_Page excerpt_
··········
Many companies rush to try the “next big thing” in data without ever pausing to ask the right business questions. Or learn basic data terminology. Or learn how to look at the world through a statistical lens.
Data Heads won't have that problem. Part I, “Thinking Like a Data Head,” prepares you for the road ahead and puts you in the right mindset to think about and understand data. Here's what we'll cover:
  • Chapter 1: What Is the Problem?
  • Chapter 2: What Is Data?
  • Chapter 3: Prepare to Think Statistically

What Is the Problem?

“A problem well stated is a problem half solved.”
—Charles Kettering, inventor & engineer
The first step on your journey to become a Data Head is to help your organization work on data problems that matter.
That may sound obvious, but we suspect many of you have looked on as companies talked about how great data is but then went on to overpromise impact, misinterpret results, or invest in data technologies that didn't add business value. It often seems as if data projects are undertaken because companies like the sound of what they are implementing without fully understanding why the project itself is important.
This interaction leads to wasted time and money and can cause backlash against future data projects. Indeed, in a rush to find the hidden value in data many companies expect, they often fail at the first step in the process: defining a business problem.1 So, in this chapter, we go back to the start.
In the next sections, we'll look at the helpful questions Data Heads should ask to make sure what you're working on matters. We'll then share an example where not asking these questions leads to a project failure. Finally, we'll discuss some of the hidden costs of not clearly defining a problem right from the start.


In our experience, going back to first principles and asking the fundamental questions required to solve a problem is easier said than done. Every company has a unique culture, and team dynamics don't always lend themselves to openly asking questions, especially ones that might make others feel undermined. And many of those becoming Data Heads find that they don't have the space to even begin asking the important questions that will drive the projects forward. Which is why having a culture in which to ask these questions is as important as the questions themselves.
There's no one-size-fits-all formula for every company and every Data Head. If you are a leader, we ask that you create an open environment that will get the questions going. (This starts with inviting the technical experts into the room.) And ask questions yourself. This exhibits humility, a key leadership trait, and encourages others to join in. If you are more junior, we encourage you to try your best to ask these questions anyway, even if you're concerned it might upset the status quo. Our advice is to simply do your best. From experience, we believe simply asking the right questions always goes a lot further than not.
We want you to be prepared in the right way, trained to spot project warning signs and raise concerns at the outset. With that, we introduce five questions you should ask before attacking a data problem:
  1. Why is this problem important?
  2. Who does this problem affect?
  3. What if we don't have the right data?
  4. When is the project over?
  5. What if we don't like the results?
Let's explain each in detail.

Why Is This Problem Important?
··········
_Excerpted records_
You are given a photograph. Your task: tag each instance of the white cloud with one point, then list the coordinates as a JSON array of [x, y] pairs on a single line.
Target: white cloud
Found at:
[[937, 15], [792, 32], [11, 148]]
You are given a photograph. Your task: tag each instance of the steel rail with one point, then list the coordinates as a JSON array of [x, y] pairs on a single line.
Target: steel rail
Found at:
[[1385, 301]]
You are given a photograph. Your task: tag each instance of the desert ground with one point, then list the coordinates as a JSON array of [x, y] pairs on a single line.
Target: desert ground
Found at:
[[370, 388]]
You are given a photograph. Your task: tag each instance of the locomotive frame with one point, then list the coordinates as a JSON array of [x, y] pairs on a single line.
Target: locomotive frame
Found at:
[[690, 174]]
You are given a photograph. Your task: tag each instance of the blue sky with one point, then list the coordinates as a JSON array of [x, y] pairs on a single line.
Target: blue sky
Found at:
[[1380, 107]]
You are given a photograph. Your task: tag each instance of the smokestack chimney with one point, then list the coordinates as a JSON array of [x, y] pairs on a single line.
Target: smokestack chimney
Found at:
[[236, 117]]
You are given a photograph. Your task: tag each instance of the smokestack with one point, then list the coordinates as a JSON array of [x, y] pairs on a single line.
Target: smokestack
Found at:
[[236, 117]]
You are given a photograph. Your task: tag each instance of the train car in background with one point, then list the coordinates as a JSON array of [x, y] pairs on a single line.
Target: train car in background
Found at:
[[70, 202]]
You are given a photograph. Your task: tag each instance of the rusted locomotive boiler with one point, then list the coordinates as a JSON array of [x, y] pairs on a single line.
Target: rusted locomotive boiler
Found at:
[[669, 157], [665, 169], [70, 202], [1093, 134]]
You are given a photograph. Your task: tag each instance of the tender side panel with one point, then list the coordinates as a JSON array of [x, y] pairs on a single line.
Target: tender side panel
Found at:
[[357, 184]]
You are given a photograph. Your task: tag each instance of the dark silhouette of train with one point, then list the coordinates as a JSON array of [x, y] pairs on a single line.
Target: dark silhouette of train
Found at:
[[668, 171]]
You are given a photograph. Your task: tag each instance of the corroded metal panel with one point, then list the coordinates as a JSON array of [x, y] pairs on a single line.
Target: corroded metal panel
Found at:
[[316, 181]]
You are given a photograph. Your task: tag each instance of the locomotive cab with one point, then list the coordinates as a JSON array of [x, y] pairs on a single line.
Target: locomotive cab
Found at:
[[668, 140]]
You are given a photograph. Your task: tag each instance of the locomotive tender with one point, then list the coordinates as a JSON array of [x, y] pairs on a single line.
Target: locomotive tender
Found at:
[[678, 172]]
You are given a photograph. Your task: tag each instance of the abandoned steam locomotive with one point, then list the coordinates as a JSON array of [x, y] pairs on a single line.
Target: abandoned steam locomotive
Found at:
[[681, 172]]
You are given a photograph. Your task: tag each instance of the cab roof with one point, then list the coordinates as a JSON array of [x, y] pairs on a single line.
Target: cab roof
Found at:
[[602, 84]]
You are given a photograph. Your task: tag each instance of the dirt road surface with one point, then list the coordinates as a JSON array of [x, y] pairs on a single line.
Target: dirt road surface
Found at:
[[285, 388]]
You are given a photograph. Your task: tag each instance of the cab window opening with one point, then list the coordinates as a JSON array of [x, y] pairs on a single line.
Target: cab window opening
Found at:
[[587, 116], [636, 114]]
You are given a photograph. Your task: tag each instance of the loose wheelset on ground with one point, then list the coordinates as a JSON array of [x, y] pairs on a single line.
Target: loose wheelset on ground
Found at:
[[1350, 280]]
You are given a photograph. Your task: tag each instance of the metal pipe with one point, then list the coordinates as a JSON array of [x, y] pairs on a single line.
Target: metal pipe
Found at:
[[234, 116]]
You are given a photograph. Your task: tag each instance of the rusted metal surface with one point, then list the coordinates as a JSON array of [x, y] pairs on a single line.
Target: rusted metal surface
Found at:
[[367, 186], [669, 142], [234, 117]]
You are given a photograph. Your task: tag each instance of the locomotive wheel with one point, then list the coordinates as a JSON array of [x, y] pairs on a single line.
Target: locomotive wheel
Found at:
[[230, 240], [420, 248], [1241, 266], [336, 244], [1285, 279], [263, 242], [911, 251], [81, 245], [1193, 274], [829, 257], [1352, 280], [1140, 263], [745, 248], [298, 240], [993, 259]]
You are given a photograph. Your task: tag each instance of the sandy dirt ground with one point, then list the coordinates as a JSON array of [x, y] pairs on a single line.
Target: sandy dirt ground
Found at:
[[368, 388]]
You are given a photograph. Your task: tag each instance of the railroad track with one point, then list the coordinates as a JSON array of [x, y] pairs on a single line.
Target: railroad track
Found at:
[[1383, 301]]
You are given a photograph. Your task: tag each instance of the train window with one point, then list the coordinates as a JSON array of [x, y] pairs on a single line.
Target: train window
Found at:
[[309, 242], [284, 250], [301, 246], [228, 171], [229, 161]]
··········
_Task list_
1 – Decide whether each statement agrees with the passage on defining data problems, giving yes or no plus the deciding words quoted from it. (a) The authors present five questions to raise before taking on a data problem. (b) Junior staff are advised to hold back their questions when those questions might upset the status quo. (c) Part I carries the title "Prepare to Think Statistically."
2 – Take the passage on defining data problems further, writing the section under its last heading, "Why Is This Problem Important?"

_In response_
1 –
(a) Yes: "we introduce five questions you should ask before attacking a data problem"
(b) No: "we encourage you to try your best to ask these questions anyway, even if you're concerned it might upset the status quo"
(c) No: "Part I, “Thinking Like a Data Head,” prepares you for the road ahead"

2 –
The first fundamental question is, “Why is this problem important?” It seems simple but it's one that's often overlooked. We get caught up in the hype of how we're going to solve the problem—and what we think it can do—before the project even starts. At the end of this chapter, we'll talk about the true underlying effects of not answering this question. But at a minimum, this question sets the expectations for why a project should be undertaken. This is important as data projects take time and attention—and often additional investments in technology and data. Simply identifying the importance of the problem before starting it will help optimize how company resources are best used.
You can ask the question in different ways:
  • What keeps you (us) up at night?
  • Why does this matter?
  • Is this a new problem, or has it been solved already?
  • What is the size of the prize? (What's the return on investment?)
You'll want to understand how each person sees the problem. This will help you create alignment on how everyone will end up supporting the project to solve the problem—and if they agree it should start.
During these initial discussions, you'll want to keep the focus on the central business problem and pay close attention if you hear rumblings of recent technology trends. Talk of technical trends can quickly derail the meeting away from its business focus. Be on the lookout for two warning signs:
  • Methodology focus: In this trope, companies simply think trying some new analysis method or technology will set them apart. You've heard this marketing fluff before: “If you're not using Artificial Intelligence (AI), you're already behind 
 .” Or, companies find some other buzzword they would like to incorporate (e.g., “sentiment analysis”).
  • Deliverable focus: Some projects go off track because companies focus too much on what the deliverable will be. They say the project needs to have an interactive dashboard, for example. You start the project, but the outcome becomes about the installation of the new dashboard or business intelligence system. Project teams need to take a step back and trace how what they want to build brings value to the organization.
It may come as a surprise—or a relief—that both warnings involve te...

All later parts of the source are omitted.